## [Ausgangstext]
----
Beschreibt das auch Deinen Charakter?

 

Wenn Du meine Blogbeiträge kennst, dann weißt Du: Vor allem die Fragen "Warum wird ein Mensch krank, und wie wird er wieder gesund?" haben es mir angetan. Mit meinen Artikeln versuche ich, meinen Lesern neue Blickwinkel aufzuzeigen und Antworten zu liefern.

 

Ich habe sicherlich noch nie erwähnt, dass ich froh bin, eine Lektorin zu haben. Sie heißt Anne und erleichtert mir meine Arbeit sehr. Anne durchforstet meine Texte akribisch nach Wortwiederholungen, Rechtschreibfehlern oder verwirrenden Satzformulierungen. Und, es ist zum Haare raufen! Ich setze immer Kommas dorthin, wo keine hingehören und umgekehrt. ;)

 

 

Anne und ich sprachen neulich über das Problem, dass wir Menschen manche Dinge einfach nicht überblicken.

Bei dieser Gelegenheit erzählte sie mir von einer Beobachtung an ihrem ehemaligen Arbeitsplatz:

 

"Meine letzten zwölf Arbeitsjahre als Bibliothekarin verbrachte ich im Denkmal, einem rekonstruierten, sanierten und modernisierten Klostergebäude aus dem 15. Jahrhundert, aus Backsteinen gebaut, mit hohen Decken und langen schmalen Fenstern.

 

Es gab auch einen über eine Treppe erreichbaren kleinen Aufenthaltsraum, in den ich mich nach den ersten täglichen Arbeitsvorbereitungen vor Beginn der Öffnungszeit gern für eine kleine Ruhepause zurückzog. Eines Morgens hatte sich dort eine Fliege eingefunden, summend und brummend fuhr sie im Zimmer herum und störte mich beim Frühstück. Zwar hatte ich die Tür weit geöffnet, aber mir war klar:

 

Selbst wenn sie den Ausgang fände, wäre sie doch immer noch im Kloster, irgendwo zwischen den Bücherregalen, es sei denn, sie käme rein zufällig in die Nähe eines der geöffneten Fenster. Dorthin zu gelangen war im Grunde ein Leichtes, sie musste nur die Treppe hinunterfliegen, d. h. die Lösung ihres Problems war eigentlich sehr nah, nur leider wusste sie nichts davon. Statt dessen schwirrte sie um meinen Kopf herum, vielleicht in Todesangst, sofern Fliegen in der Lage sind, etwas wie Angst zu empfinden.

 

Und in der Tat würde sie möglicherweise sterben, wenn sie den Weg in die Freiheit nicht durch Zufall fände. Ich konnte sie nur zur Tür hinausjagen, doch ich konnte sie unter keinen Umständen dazu bringen, die Treppe hinunter und zum Fenster hinaus zu fliegen, eine derart planvolle Aktion geht einfach über die Fähigkeiten einer Fliege hinaus.

 

Zu jener Zeit dachte ich viel über die großen Fragen des Lebens nach. Was treibt uns an, worin besteht unser Wesen, wer bestimmt unser Handeln, sind wir es selbst, oder werden wir gelenkt, und wenn es so ist, warum wissen wir es nicht, warum gelingt es uns nicht, den Schleier zu lüften, hinter dem sich das Wissen verbirgt und die Wahrheit?
----
## [Bereitgestellte Daten]
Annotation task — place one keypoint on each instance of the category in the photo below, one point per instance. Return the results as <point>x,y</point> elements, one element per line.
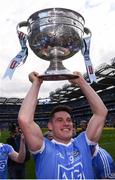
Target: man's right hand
<point>34,76</point>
----
## [Deine Aufgabe]
Kopiere aus dem Ausgangstext wortgetreu die Passage von „Ich habe sicherlich“ bis einschließlich „langen schmalen Fenstern.“. Stütze dich dabei allein auf den Ausgangstext.

## [Übungsergebnis]
Ich habe sicherlich noch nie erwähnt, dass ich froh bin, eine Lektorin zu haben. Sie heißt Anne und erleichtert mir meine Arbeit sehr. Anne durchforstet meine Texte akribisch nach Wortwiederholungen, Rechtschreibfehlern oder verwirrenden Satzformulierungen. Und, es ist zum Haare raufen! Ich setze immer Kommas dorthin, wo keine hingehören und umgekehrt. ;)

 

 

Anne und ich sprachen neulich über das Problem, dass wir Menschen manche Dinge einfach nicht überblicken.

Bei dieser Gelegenheit erzählte sie mir von einer Beobachtung an ihrem ehemaligen Arbeitsplatz:

 

"Meine letzten zwölf Arbeitsjahre als Bibliothekarin verbrachte ich im Denkmal, einem rekonstruierten, sanierten und modernisierten Klostergebäude aus dem 15. Jahrhundert, aus Backsteinen gebaut, mit hohen Decken und langen schmalen Fenstern.